*DOCUMENT SECTION*:
# # # # # # #

Tuesday, February 24, 2026

The Problem with Technocracy

Recently the Wall Street Journal ran an editorial, entitled “The Trouble with MedPAC,” regarding the Medicare Payment Advisory Commission. The opinion piece pointed out the bias of the MedPAC commissioners against Medicare Advantage, specifically the allegation that the program receives billions of dollars per year in “overpayments” compared to traditional Medicare.

Indeed, MedPAC’s analysis of Medicare Advantage spending vis-a-vis traditional Medicare omits one important factor. When they sign up for the program, seniors aren’t placed into the most efficient plan available to them, or the one with the best clinical outcomes, or the one that their doctors participate in.

No—seniors are automatically placed into the government program, and private insurers have to entice seniors to take some action to opt out of traditional Medicare and switch over to Medicare Advantage. That creates a significant inertial bias in favor of the government, one that MedPAC and the Left always ignore when comparing the two systems’ finances.

But the Journal editorial’s last sentence mentions only in passing a larger issue: Why do bodies like MedPAC even exist? The idea that a group of technocrats can get in a room and plan out a trillion-dollar program covering nearly one in four Americans is absurd on its face. It smacks of Ronald Reagan’s famous quote in his 1964 A Time for Choosing speech about “a little intellectual elite in a far-distant capital” who think they “can plan our lives for us better than we can plan them ourselves.”

# # # # # # #

*Point-per-instance localization listing*:
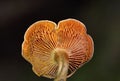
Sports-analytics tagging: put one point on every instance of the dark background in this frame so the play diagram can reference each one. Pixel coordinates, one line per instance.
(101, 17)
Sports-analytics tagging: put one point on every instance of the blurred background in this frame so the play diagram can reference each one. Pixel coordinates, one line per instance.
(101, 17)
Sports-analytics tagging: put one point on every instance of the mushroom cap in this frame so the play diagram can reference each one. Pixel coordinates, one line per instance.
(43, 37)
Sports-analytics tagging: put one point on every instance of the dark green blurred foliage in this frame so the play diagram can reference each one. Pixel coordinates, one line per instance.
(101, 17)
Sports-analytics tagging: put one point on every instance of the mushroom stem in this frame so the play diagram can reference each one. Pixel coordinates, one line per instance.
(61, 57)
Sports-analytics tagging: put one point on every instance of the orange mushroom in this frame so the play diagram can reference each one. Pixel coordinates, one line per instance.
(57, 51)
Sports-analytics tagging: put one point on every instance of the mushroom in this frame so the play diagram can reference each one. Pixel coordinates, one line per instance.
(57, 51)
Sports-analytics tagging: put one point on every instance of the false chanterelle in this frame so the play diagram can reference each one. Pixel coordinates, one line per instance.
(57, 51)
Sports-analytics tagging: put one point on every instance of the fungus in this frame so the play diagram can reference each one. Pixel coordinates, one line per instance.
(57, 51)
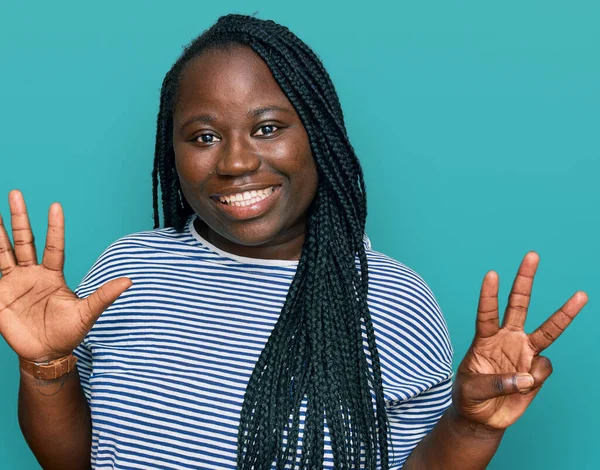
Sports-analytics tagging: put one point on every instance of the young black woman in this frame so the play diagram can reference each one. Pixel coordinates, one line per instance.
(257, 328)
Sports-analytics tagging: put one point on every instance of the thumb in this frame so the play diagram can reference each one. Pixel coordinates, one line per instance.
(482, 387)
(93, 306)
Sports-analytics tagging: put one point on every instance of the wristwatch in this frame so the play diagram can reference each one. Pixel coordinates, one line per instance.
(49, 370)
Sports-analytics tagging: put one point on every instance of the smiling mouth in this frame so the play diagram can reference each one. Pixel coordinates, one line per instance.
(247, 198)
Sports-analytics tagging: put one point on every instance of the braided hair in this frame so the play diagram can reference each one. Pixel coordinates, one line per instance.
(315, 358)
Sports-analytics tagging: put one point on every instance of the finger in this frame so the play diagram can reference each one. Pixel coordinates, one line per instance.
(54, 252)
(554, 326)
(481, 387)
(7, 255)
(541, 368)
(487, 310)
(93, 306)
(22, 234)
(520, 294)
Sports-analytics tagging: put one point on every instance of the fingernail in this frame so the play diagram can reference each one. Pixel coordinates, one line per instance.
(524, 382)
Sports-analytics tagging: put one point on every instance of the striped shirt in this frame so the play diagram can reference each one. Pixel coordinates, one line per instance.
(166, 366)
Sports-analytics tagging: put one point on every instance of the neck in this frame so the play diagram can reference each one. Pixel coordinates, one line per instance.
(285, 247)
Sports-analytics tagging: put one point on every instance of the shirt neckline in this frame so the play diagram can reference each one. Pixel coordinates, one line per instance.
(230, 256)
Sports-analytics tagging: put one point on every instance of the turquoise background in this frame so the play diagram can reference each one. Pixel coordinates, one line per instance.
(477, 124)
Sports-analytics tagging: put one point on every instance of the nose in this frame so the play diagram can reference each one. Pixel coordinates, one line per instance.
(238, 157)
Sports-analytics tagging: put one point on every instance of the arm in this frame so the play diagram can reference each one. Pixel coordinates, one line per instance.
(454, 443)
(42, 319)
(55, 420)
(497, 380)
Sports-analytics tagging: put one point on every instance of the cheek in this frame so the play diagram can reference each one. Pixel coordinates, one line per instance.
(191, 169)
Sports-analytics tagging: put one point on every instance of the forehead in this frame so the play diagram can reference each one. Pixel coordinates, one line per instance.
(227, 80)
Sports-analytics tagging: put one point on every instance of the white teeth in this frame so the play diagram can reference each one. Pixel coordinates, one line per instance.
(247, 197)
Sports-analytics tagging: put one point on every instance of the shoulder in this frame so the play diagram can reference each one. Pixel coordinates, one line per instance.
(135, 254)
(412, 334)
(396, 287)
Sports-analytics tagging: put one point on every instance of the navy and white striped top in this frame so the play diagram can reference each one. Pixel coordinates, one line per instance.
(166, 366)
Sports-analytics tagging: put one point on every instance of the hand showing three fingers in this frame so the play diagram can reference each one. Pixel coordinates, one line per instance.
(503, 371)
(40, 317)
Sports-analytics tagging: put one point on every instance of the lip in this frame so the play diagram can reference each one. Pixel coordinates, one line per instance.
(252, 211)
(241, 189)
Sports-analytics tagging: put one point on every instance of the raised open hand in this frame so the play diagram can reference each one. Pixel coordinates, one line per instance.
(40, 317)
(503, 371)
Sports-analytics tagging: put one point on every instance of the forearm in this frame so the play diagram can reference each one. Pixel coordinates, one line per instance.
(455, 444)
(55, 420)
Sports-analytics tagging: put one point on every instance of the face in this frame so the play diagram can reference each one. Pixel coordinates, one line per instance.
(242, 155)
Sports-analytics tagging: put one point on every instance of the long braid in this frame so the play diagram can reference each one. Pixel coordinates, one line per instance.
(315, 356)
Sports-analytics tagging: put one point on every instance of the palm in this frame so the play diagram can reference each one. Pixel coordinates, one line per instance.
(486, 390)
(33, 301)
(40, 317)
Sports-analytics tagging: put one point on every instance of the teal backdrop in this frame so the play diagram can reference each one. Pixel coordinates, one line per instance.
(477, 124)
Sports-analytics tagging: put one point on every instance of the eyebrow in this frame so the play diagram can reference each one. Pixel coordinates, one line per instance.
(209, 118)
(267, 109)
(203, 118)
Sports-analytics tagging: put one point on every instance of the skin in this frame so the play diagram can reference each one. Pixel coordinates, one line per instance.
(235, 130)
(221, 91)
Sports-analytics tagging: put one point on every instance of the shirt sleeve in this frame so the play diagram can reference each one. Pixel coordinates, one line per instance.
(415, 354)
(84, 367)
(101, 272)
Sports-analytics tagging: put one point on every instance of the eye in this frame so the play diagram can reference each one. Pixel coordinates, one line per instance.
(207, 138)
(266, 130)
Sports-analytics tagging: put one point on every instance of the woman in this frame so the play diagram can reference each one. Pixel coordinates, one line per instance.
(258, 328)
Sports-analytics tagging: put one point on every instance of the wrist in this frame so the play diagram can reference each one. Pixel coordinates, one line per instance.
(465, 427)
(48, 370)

# # # # # # #

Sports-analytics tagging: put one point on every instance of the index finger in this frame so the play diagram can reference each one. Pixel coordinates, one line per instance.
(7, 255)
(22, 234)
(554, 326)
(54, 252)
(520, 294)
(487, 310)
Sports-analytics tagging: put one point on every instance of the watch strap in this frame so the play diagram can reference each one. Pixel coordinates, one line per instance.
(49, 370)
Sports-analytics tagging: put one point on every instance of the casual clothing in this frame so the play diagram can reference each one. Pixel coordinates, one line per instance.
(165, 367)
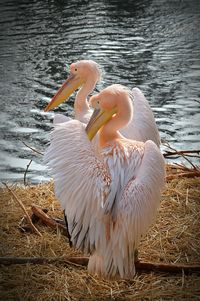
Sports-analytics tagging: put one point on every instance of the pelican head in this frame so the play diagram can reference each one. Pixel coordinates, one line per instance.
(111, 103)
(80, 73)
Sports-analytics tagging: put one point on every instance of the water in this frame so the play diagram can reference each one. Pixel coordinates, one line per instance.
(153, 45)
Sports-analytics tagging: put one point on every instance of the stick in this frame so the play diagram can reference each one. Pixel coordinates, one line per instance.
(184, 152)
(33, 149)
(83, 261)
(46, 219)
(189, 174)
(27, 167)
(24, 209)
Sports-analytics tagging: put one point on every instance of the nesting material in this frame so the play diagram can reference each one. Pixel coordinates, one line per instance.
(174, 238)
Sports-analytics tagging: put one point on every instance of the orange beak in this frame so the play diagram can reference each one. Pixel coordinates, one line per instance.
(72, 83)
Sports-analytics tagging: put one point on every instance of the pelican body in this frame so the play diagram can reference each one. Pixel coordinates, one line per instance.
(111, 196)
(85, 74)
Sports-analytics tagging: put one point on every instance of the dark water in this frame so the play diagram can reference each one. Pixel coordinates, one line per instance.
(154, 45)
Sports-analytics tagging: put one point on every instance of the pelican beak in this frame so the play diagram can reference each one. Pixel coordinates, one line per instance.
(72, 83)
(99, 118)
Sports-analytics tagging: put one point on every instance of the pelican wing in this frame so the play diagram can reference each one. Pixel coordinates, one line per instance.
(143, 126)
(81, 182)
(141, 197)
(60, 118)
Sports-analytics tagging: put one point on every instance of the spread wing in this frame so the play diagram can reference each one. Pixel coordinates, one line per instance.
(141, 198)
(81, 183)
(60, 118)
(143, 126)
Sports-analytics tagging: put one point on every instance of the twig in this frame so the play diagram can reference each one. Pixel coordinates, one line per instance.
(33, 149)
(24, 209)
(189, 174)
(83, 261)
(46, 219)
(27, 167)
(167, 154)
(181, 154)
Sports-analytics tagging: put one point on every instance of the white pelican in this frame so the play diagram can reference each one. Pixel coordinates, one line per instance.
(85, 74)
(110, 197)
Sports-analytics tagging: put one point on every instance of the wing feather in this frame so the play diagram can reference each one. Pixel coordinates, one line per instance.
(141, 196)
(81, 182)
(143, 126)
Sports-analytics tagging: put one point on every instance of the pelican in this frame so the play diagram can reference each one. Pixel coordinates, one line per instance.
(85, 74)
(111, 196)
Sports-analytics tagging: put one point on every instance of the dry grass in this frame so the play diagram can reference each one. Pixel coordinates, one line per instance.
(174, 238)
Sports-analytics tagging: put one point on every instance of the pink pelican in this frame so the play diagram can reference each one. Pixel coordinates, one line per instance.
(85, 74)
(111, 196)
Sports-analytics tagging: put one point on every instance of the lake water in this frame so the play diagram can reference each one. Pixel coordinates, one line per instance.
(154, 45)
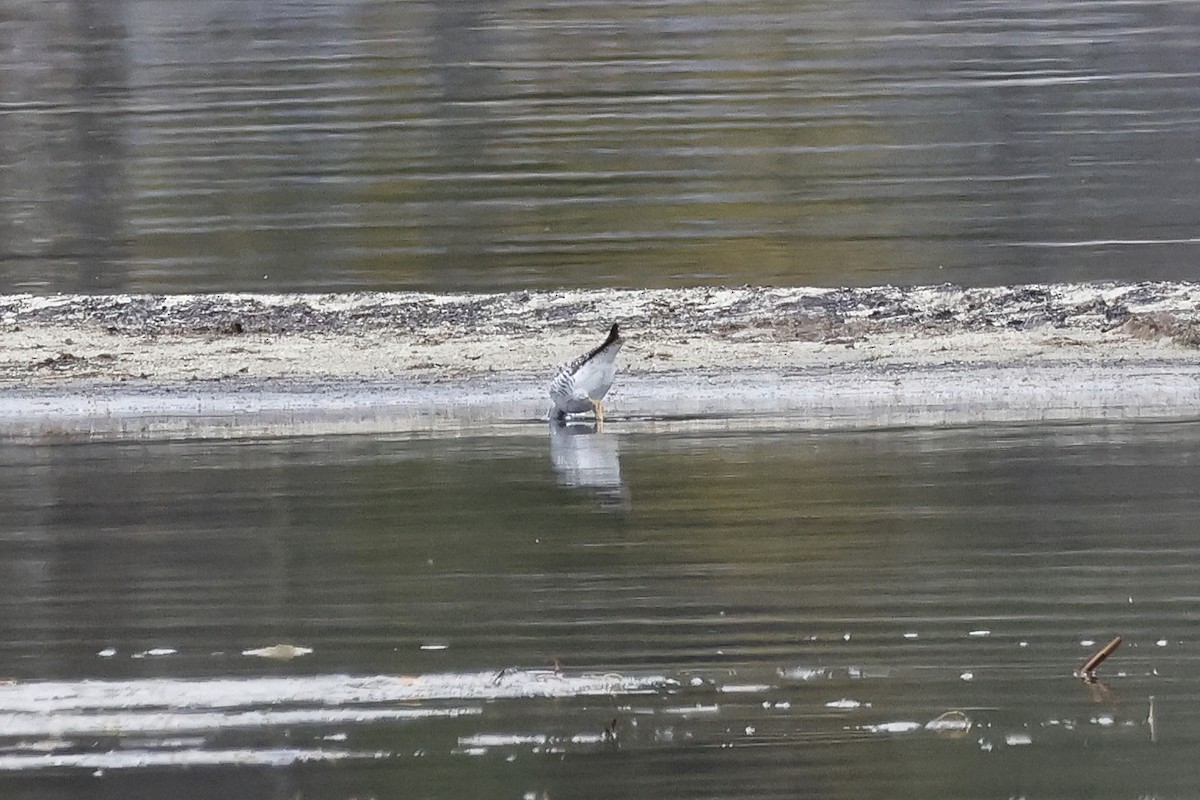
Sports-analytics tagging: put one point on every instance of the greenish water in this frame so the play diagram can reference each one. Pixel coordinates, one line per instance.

# # # # # # #

*TASK SET*:
• 1. Answer these questions using the MedPAC commentary:
(a) What title did the Wall Street Journal give its editorial?
(b) Into which program are seniors automatically placed?
(c) In what year did Ronald Reagan give his A Time for Choosing speech?
• 2. Resume the MedPAC commentary after its last sentence, keeping the same voice and argument.
The listing is not needed for this work.

*EXPECTED OUTPUTS*:
• 1.
(a) "The Trouble with MedPAC."
(b) The government program, traditional Medicare.
(c) 1964.

• 2.
Yet the Left truly believes in this approach. Oregon, for instance, for decades has had a “commission of appointed experts that has overseen what types of care and services are paid for by the Medicaid-funded Oregon Health Plan for lower-income people.” You read that right: A rationing body that decides which treatments get covered, which supporters defend for “provid[ing] needed transparency for the kinds of decisions most states make politically and behind closed doors.” (Or, as Donald Berwick would say, “The decision is not whether or not we will ration care—the decision is whether we will ration with our eyes open.”)

The next time the Left tries to argue that Republicans are a “threat to democracy,” feel free to point out all the ways in which they support government by “experts,” as opposed to government by the people. MedPAC is a typical example, but far from the only one.